■ Document segment:
— start —
However, there is still a lack of research about the HSR hilly scenario. For example, the hilly terrain occupies about 2/3 area of China, and the newly-built HSRs in south and west China, such as the Guangzhou-Shenzhen and Chengdu-Guiyang passenger dedicated lines, run through vast area in hilly terrain. Compared with other scenarios, the HSR hilly propagation environment has its own characteristics, for example, numerous reflectors along the railway may lead to different multipath propagation characteristics. In the HSR wireless system design process, we need to consider all scenarios with different delay and Doppler spreads to ensure the system can work in any case; thus it is important to conduct the channel measurement and modeling work for HSR hilly scenario.

In our previous work [19], the fading characteristics in HSR hilly scenario are analyzed from the measured channel data. The path loss, shadow, and small scale fading are parameterized with position-based models, which can serve as a reference for HSR communication coverage planning. In that study, it is proved that not only the line-of-sight (LoS) path but also the diffused paths exist in hilly environment. In this paper, we mainly focus on the multipath effects, especially the delay dispersion and Doppler shift property in HSR hilly scenario, which are also of great significance to the future communication system design.

In this paper, the relationship between channel parameters and the transmitter-receiver (T-R) distance is discussed. A high-resolution estimation algorithm, Subspace Alternating Generalized Expectation- (SAGE-) maximization algorithm, is utilized to estimate the parameters in different domains. The resolvable number of multipath components (MPCs) is extracted from measured data. Then the maximum excess delay and root mean square (RMS) delay spread are analyzed for different areas. The Doppler spectrums at different receiver positions are also shown. A tapped delay line (TDL) model is proposed to describe the wideband channel responses in HSR hilly scenario.

The main contributions of this paper are listed as follows. The existence of MPCs is proved in HSR hilly scenario and these MPCs can lead to time and frequency dispersions. We illustrate the relationship between the transceiver distance and channel parameters including the resolvable MPC number, the RMS delay spread and the maximum excess delay. The propagation route can be divided into four partitions with different channel characteristics. The Doppler spectrums at different partitions are also shown and summarized. Based on the above analyses, we derive a TDL channel model for the HSR hilly scenario as a promotion for wireless system evaluation.
— end —
■ Work instructions:
(A) Decide whether each statement agrees with the passage on railway channels in hilly terrain, answering yes or no and quoting the deciding words: (i) Hilly terrain covers about half of China's area. (ii) The SAGE algorithm is used to estimate parameters in different domains. (iii) The propagation route is split into three partitions.
(B) In the passage on railway channels in hilly terrain, which two passenger dedicated lines are given as examples of lines that run through hilly terrain?
(C) Reproduce the part of the passage on railway channels in hilly terrain that begins at the words "In this paper, the" and stops after the words "in HSR hilly scenario.".
The rows after this note can be left aside.

Saved data entries
— start —
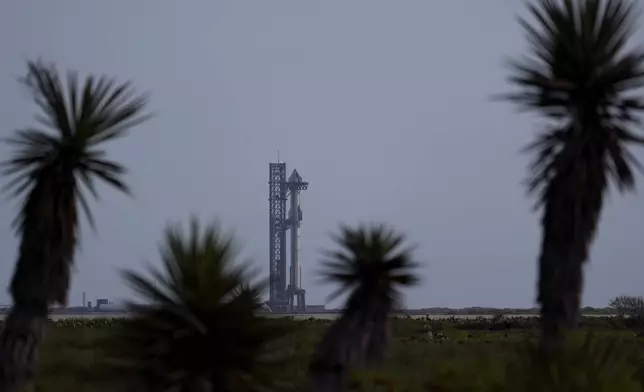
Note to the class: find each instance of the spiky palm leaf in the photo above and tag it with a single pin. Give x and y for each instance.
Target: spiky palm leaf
(371, 266)
(582, 75)
(198, 324)
(52, 164)
(48, 168)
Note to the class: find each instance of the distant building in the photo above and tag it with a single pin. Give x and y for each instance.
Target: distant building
(100, 302)
(316, 309)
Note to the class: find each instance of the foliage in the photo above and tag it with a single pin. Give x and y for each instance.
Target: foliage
(586, 364)
(630, 306)
(53, 165)
(466, 360)
(371, 264)
(582, 75)
(199, 326)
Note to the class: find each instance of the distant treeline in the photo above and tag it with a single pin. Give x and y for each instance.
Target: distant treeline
(476, 310)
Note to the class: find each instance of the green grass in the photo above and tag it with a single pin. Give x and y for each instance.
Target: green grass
— end —
■ Results by task:
(A)
(i) No: "the hilly terrain occupies about 2/3 area of China"
(ii) Yes: "is utilized to estimate the parameters in different domains"
(iii) No: "The propagation route can be divided into four partitions with different channel characteristics."

(B) The Guangzhou-Shenzhen and Chengdu-Guiyang passenger dedicated lines.

(C)
In this paper, the relationship between channel parameters and the transmitter-receiver (T-R) distance is discussed. A high-resolution estimation algorithm, Subspace Alternating Generalized Expectation- (SAGE-) maximization algorithm, is utilized to estimate the parameters in different domains. The resolvable number of multipath components (MPCs) is extracted from measured data. Then the maximum excess delay and root mean square (RMS) delay spread are analyzed for different areas. The Doppler spectrums at different receiver positions are also shown. A tapped delay line (TDL) model is proposed to describe the wideband channel responses in HSR hilly scenario.